━━ Provided records ━━
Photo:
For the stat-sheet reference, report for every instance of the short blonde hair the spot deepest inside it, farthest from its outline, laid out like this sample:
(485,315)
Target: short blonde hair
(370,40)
━━━
━━ Provided records ━━
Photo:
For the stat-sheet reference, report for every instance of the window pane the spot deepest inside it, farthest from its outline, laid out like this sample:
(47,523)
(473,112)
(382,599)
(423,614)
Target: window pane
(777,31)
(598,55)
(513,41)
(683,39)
━━━
### [Directions]
Please count the lines in the items above that contain the word "Target" and give only that number.

### [The response]
2